begin Record excerpts

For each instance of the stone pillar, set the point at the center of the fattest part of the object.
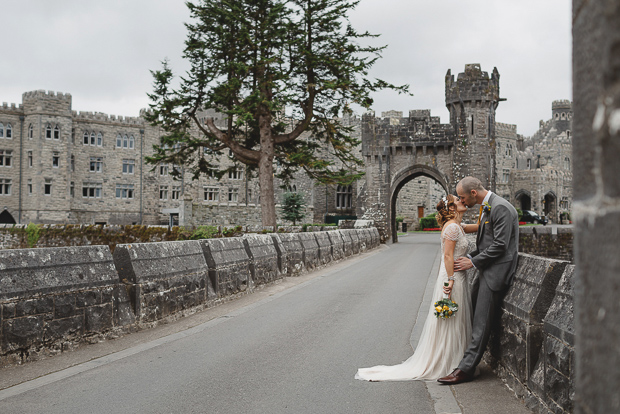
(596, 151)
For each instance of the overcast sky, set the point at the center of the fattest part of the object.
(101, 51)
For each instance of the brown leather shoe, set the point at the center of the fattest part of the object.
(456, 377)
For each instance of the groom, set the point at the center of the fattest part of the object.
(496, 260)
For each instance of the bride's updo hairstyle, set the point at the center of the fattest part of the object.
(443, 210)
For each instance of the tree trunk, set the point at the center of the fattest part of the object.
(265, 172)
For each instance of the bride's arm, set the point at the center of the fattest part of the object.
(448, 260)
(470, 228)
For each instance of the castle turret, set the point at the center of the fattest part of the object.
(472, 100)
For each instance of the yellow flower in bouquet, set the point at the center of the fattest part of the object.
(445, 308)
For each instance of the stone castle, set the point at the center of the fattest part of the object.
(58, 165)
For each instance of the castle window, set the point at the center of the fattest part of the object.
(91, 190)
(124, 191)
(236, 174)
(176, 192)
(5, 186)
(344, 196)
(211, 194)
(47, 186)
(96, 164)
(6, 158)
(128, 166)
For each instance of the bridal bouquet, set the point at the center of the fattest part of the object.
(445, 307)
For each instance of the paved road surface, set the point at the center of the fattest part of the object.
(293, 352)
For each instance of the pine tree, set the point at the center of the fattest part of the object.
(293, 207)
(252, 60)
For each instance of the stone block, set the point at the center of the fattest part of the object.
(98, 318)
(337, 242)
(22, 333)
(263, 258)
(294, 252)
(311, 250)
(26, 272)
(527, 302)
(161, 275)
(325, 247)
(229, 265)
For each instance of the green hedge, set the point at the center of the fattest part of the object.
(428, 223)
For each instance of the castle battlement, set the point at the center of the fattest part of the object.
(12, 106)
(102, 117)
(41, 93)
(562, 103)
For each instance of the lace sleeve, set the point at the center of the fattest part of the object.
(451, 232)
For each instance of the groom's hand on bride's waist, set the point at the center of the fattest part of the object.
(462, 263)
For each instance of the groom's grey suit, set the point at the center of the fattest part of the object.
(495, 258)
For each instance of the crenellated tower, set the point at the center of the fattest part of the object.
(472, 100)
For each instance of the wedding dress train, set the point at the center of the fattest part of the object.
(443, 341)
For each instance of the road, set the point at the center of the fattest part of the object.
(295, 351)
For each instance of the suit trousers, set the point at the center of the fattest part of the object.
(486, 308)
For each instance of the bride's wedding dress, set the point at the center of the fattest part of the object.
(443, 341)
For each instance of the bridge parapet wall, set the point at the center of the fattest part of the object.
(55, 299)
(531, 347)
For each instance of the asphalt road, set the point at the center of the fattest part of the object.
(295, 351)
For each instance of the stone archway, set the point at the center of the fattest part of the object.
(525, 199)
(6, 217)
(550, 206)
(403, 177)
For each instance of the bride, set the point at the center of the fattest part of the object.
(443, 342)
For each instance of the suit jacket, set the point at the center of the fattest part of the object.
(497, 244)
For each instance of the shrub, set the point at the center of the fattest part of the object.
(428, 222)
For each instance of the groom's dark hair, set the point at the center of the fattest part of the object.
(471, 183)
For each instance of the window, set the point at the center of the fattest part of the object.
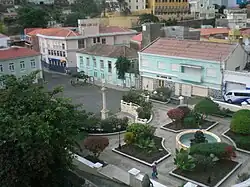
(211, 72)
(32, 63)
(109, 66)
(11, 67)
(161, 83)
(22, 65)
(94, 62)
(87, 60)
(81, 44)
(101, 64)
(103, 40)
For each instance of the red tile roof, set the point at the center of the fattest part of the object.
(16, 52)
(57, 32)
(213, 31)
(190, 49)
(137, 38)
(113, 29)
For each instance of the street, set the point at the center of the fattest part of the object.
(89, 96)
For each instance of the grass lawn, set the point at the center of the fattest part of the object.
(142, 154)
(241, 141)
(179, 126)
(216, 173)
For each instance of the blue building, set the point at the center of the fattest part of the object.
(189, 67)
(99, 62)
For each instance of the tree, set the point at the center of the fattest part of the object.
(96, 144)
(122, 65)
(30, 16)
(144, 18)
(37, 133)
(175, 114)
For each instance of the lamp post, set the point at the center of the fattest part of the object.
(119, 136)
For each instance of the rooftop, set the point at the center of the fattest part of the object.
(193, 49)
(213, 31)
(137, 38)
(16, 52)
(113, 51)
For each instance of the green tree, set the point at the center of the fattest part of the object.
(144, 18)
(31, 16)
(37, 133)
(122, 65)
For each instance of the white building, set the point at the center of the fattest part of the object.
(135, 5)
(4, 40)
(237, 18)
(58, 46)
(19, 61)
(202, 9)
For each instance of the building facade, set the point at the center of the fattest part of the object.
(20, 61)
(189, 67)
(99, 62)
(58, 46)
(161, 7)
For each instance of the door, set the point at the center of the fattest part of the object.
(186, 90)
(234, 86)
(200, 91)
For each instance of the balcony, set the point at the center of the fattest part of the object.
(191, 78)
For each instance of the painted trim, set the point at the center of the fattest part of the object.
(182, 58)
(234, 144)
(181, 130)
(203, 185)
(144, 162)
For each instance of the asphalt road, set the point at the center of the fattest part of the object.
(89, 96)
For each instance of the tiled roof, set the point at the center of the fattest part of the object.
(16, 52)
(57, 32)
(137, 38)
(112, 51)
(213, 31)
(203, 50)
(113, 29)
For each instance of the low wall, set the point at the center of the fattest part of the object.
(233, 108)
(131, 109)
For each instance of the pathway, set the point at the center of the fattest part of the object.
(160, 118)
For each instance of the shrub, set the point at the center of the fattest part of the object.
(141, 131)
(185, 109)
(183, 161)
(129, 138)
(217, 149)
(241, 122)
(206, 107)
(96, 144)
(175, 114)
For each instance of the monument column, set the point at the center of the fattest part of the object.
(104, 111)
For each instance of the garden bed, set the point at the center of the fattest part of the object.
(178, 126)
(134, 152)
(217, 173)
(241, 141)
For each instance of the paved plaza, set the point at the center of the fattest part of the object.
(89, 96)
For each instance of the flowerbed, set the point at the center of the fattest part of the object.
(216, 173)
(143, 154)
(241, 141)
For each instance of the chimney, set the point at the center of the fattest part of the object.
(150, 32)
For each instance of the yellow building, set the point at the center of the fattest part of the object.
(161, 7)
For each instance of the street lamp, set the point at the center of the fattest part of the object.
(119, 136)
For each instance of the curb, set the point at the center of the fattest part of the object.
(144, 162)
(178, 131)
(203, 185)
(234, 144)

end Record excerpts

◆ **What needs to be done**: Pictures in the records above are left out; print everything else exactly as written.

◆ **Answer to this exercise**:
For each instance of the stone pillar, set the point at the center of the fattest part of the object.
(596, 151)
For each instance of the overcast sky, set the point at the center of the fattest part of the object.
(101, 51)
For each instance of the brown leather shoe, set the point at the center of the fattest part of the object.
(456, 377)
For each instance of the groom, set the point at the center of the fattest part of the object.
(496, 260)
For each instance of the bride's updo hairstyle, set the point at the center of the fattest part of the object.
(443, 210)
For each instance of the tree trunk, set the point at the center of the fattest part of the object.
(265, 172)
For each instance of the bride's arm, set the point at the center of the fattest part of the object.
(448, 260)
(470, 228)
For each instance of the castle turret, set the point at the center of the fattest part of the object.
(472, 100)
For each instance of the yellow flower in bouquet, set the point at the center of the fattest part of the object.
(445, 308)
For each instance of the stone castle, set the point at the center of the fattest part of the object.
(58, 165)
For each instance of the castle window, set the point at the center of the fattest part of the object.
(91, 190)
(124, 191)
(236, 174)
(176, 192)
(5, 186)
(344, 196)
(211, 194)
(47, 186)
(96, 164)
(6, 158)
(128, 166)
For each instance of the bridal bouquet, set the point at the center of the fattest part of the object.
(445, 307)
For each instance of the paved road surface, set the point at the center of the fattest part of the object.
(293, 352)
For each instance of the pine tree, set the point at the center of the fattest part of the object.
(293, 207)
(252, 60)
For each instance of the stone block, set the point at the center of the fattest part of the object.
(98, 318)
(337, 242)
(22, 333)
(263, 258)
(294, 252)
(311, 250)
(26, 272)
(527, 302)
(161, 275)
(325, 247)
(229, 265)
For each instance of the green hedge, set the point at the center of the fattest part of the object.
(428, 223)
For each instance of the castle battlement, set the point at the center of the fattest part of the object.
(12, 106)
(102, 117)
(41, 93)
(562, 103)
For each instance of the lace sleeve, set the point at the center of the fattest part of the object.
(451, 232)
For each instance of the groom's hand on bride's waist, set the point at the center of the fattest part of the object.
(462, 263)
For each instance of the groom's grey suit, set the point at the center of the fattest part of the object.
(495, 258)
For each instance of the crenellated tower, set the point at the center of the fattest part of the object.
(472, 100)
For each instance of the wedding dress train, set the point at the center of the fattest part of the object.
(443, 341)
For each instance of the road, set the point at the center of the fattest part of the object.
(295, 351)
For each instance of the suit trousers, set the point at the center of the fattest part of the object.
(486, 308)
For each instance of the bride's wedding dress, set the point at the center of the fattest part of the object.
(443, 341)
For each instance of the bridge parapet wall, set the point at the center of the fattest part of the object.
(55, 299)
(531, 347)
For each instance of the asphalt road, set the point at the center of the fattest part of the object.
(295, 351)
For each instance of the stone archway, set the point at the center of the fattest part of the object.
(525, 199)
(6, 217)
(550, 206)
(403, 177)
For each instance of the bride, set the point at the center of the fattest part of the object.
(443, 342)
For each instance of the suit jacket, set the point at the center of the fattest part of the object.
(497, 244)
For each instance of the shrub, set the point at the center of the fattest part of the object.
(428, 222)
For each instance of the groom's dark hair, set the point at the center of the fattest part of the object.
(471, 183)
For each instance of the window, set the point at the center of the fattest part of the object.
(211, 72)
(32, 63)
(109, 66)
(11, 67)
(161, 83)
(22, 65)
(94, 62)
(87, 60)
(81, 44)
(101, 64)
(103, 40)
For each instance of the red tile roof, set the point at the center of the fattest part of the object.
(16, 52)
(57, 32)
(213, 31)
(190, 49)
(137, 38)
(113, 29)
For each instance of the street, set the point at the center of the fattest part of the object.
(89, 96)
For each instance of the grass lawn, set the point at the center of the fattest part of the object.
(142, 154)
(241, 141)
(179, 126)
(216, 173)
For each instance of the blue building, set the point at the center of the fattest part of the object.
(189, 67)
(99, 62)
For each instance of the tree, set the point at the center of the fattest part of the object.
(96, 144)
(122, 65)
(30, 16)
(144, 18)
(37, 133)
(175, 114)
For each instance of the lamp post, set the point at the center of the fattest part of the object.
(119, 136)
For each instance of the rooftop, set the point at the center of the fattest part of the object.
(193, 49)
(213, 31)
(137, 38)
(16, 52)
(113, 51)
For each instance of the green tree, set the point at the center of the fattest part of the object.
(144, 18)
(31, 16)
(37, 133)
(122, 65)
For each instance of the white building, set the point at the center of the fattest part of the object.
(135, 5)
(4, 40)
(237, 18)
(58, 46)
(19, 61)
(202, 9)
For each instance of the building facade, set the point at the center of the fattest part of the object.
(20, 61)
(189, 67)
(99, 62)
(58, 46)
(161, 7)
For each instance of the door, set the point at the center of the fattest part of the object.
(186, 90)
(234, 86)
(200, 91)
For each instance of the balcony, set the point at the center of the fattest part of the object.
(191, 78)
For each instance of the painted trim, set the point at the center of the fattest part of the object.
(182, 58)
(234, 144)
(181, 130)
(203, 185)
(144, 162)
For each instance of the asphalt road, set the point at the center of the fattest part of the object.
(89, 96)
For each instance of the tiled roof, set the point at the center of the fattest part of the object.
(16, 52)
(57, 32)
(137, 38)
(112, 51)
(213, 31)
(203, 50)
(113, 29)
For each instance of the low wall, set the point at the center of the fattest part of the object.
(233, 108)
(131, 109)
For each instance of the pathway, set the point at the center of the fattest part of the object.
(160, 118)
For each instance of the shrub, set the point at the center of the fattest part of the object.
(141, 131)
(185, 109)
(183, 161)
(129, 138)
(217, 149)
(241, 122)
(206, 107)
(96, 144)
(175, 114)
For each instance of the monument column, set the point at the center of the fattest part of the object.
(104, 111)
For each instance of the garden bed, set the point at the center of the fattest part of the object.
(178, 126)
(134, 152)
(217, 173)
(241, 141)
For each instance of the paved plaza, set the point at the center of the fattest part of the object.
(89, 96)
For each instance of the flowerbed, set the point at the center of the fattest part of the object.
(216, 173)
(143, 154)
(241, 141)
For each instance of the chimney, set the point at the center of the fattest part of the object.
(150, 32)
For each instance of the yellow building, set the point at the center of the fattest part of the object.
(161, 7)
For each instance of the street lamp, set the point at the center of the fattest part of the object.
(119, 136)
For each instance of the curb, set the point at the center of the fattest part of the object.
(144, 162)
(178, 131)
(203, 185)
(234, 144)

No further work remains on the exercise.